Task requirements: Find each line in the items below that contains the word "lifeboat" and copy those lines in full.

Material to process:
════════════════════

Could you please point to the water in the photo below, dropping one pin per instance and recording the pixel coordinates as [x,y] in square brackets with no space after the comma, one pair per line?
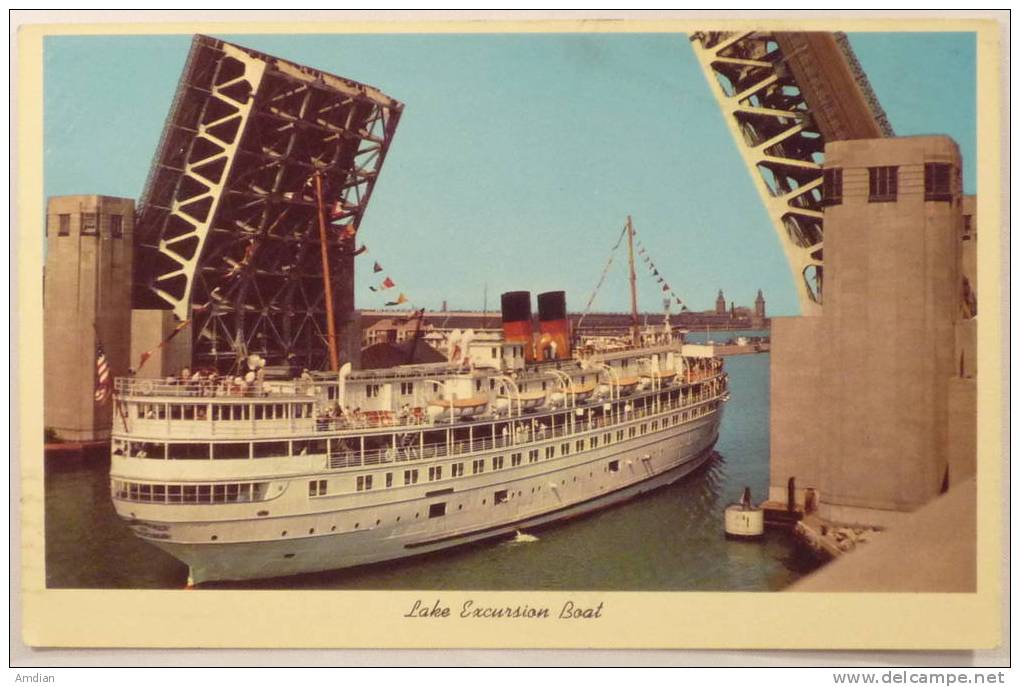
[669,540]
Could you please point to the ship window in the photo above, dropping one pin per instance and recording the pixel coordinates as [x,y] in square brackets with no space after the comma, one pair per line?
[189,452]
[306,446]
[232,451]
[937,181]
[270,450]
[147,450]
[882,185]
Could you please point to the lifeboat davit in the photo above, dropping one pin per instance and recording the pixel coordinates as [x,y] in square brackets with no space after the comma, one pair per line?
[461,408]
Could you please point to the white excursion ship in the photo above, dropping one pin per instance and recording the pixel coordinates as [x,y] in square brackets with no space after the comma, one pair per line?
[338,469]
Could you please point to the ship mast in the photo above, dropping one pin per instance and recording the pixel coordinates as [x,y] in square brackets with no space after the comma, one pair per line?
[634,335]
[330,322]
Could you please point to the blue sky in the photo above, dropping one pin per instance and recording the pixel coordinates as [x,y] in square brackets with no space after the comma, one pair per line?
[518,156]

════════════════════

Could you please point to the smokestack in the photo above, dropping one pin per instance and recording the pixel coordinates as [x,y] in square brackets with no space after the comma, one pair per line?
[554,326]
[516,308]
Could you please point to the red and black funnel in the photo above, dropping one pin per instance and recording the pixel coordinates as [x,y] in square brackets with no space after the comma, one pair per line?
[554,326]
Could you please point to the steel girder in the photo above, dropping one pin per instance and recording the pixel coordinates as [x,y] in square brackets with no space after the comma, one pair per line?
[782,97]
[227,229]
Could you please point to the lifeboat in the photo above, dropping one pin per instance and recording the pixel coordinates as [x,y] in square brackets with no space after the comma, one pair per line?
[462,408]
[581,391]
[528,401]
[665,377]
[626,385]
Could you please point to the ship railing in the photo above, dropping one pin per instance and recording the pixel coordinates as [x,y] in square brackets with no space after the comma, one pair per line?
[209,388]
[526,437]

════════════════════

Task solution:
Could you please point to the lifeboat davit in the photo above, dropping one pin per instance and recording the pixel coordinates as [x,y] in square brackets with no space after the comma, one pair per line?
Could you please point to the lifeboat in the photo above, dropping one pin per instance and recording the pixel coordinates as [x,y] in square brackets with no space after the comma, one pair per line?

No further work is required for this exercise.